> Exercise requirements
What possible problems does the passage below on the motor reducer attribute to the conventional configuration with two planetary gear mechanisms in series when a gear's tooth surface reaction force suddenly disappears? List every one.

As described above, in the conventional technology, in a configuration in which two planetary gear mechanisms (planetary gear sets) are arranged coaxially in series, when a tooth surface reaction force of a gear suddenly disappears, for example, when an accelerator pedal is suddenly released from an acceleration state and a coasting state (a state in which inertia running is performed without transmitting torque from a motor to a drive wheel side) is changed, there is a possibility that the alignment of the planetary gear mechanisms is changed or an inappropriate state is caused, and sufficient suppression of NVH, which is an index of vehicle comfort, cannot be achieved.

The present invention has been made in view of the above-described circumstances, and an object thereof is to provide a motor reducer having a relatively simple configuration and capable of effectively suppressing deterioration of NVH, and a vehicle drive device including the motor reducer.

> Listed records
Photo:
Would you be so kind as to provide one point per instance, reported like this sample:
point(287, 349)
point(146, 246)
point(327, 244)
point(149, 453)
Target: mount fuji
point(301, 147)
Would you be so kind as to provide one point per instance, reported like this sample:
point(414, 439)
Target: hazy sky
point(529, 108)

> Response to this exercise
- The alignment of the planetary gear mechanisms may change.
- An inappropriate state may be caused.
- Sufficient suppression of NVH, an index of vehicle comfort, cannot be achieved.